* START The records *

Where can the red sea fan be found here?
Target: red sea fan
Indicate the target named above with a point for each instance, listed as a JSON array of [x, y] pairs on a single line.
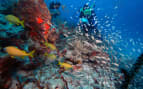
[[30, 11]]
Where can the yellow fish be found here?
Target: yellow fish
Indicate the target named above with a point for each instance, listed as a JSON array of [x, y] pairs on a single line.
[[51, 46], [14, 20], [65, 65], [13, 51], [51, 56]]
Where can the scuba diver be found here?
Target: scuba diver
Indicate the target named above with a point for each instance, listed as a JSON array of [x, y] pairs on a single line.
[[88, 21], [54, 9]]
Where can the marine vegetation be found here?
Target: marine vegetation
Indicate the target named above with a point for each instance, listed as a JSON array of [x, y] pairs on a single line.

* END The records *

**Requirement**. Update the data above by changing each occurrence of "single line" to "one line", leaving everything else unchanged, and omit the pictures from the output.

**The response**.
Where can the red sea fan be found here?
Target: red sea fan
Indicate the target named above with a point for each instance, listed as a JSON array of [x, y] pairs on a one line.
[[30, 11]]
Where can the yellow fish be found here?
Target: yellow fish
Indicate the target named above with a point for each instance, listed as a JSON array of [x, y] pairs on a one line.
[[51, 46], [14, 20], [65, 65], [13, 51], [51, 56]]
Where can the scuba diver be found here?
Target: scuba diver
Indicate the target named above with a point for each instance, listed as a JSON array of [x, y] pairs on a one line.
[[88, 21], [54, 9]]
Where can the marine vegetation be found here?
Target: marine vegetation
Indicate the target named above with a point for each instance, listed as a JSON array of [x, y] pairs on a one line.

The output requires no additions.